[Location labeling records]
══════════════════════════════
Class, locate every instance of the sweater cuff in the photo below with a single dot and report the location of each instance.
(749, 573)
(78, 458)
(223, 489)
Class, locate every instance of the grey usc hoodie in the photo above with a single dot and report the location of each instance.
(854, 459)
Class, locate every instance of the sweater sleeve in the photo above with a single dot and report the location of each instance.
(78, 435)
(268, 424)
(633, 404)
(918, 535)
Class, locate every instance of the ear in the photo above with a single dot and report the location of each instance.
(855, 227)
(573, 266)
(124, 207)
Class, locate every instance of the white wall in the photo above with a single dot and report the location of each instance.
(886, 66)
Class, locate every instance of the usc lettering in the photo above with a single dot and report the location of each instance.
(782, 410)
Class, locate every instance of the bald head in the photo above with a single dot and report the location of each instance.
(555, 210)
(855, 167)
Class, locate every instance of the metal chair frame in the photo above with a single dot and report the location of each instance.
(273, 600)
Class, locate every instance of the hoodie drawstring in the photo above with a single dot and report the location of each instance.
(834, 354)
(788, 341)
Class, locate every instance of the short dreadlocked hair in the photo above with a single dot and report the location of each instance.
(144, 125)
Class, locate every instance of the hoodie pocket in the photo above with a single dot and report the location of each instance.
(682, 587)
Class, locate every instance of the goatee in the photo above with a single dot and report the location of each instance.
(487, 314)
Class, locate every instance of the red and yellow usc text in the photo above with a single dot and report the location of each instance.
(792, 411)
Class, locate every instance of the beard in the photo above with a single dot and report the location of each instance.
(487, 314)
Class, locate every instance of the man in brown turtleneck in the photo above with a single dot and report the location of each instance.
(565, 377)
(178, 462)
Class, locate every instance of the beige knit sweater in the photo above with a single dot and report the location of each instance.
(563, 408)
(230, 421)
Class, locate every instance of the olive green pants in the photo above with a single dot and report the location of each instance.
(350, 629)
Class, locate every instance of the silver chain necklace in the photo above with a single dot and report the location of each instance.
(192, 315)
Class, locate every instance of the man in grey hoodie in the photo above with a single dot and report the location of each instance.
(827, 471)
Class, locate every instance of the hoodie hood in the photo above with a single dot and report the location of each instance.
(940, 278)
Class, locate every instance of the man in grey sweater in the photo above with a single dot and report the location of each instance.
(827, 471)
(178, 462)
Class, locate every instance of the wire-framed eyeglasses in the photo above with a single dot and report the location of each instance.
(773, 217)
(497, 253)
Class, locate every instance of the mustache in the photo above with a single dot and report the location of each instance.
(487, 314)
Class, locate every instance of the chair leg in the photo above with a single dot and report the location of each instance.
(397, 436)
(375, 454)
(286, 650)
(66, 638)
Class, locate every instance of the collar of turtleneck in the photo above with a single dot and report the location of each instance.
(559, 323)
══════════════════════════════
* _TASK OBJECTIVE_:
Reproduce, word for word, the lines of the data from the one containing "Class, locate every instance of the mustache" through the end, both ends included.

* _FINISHED ANSWER_:
Class, locate every instance of the mustache in the photo above with a single dot and report the location of each instance.
(487, 314)
Class, locate every instance of the chair leg in the photo above with a single dot and report the location of each instance.
(397, 436)
(375, 454)
(286, 650)
(66, 638)
Class, locate every instance of the collar of turtleneck in the photo above with a single dot and report the location of each instance.
(559, 323)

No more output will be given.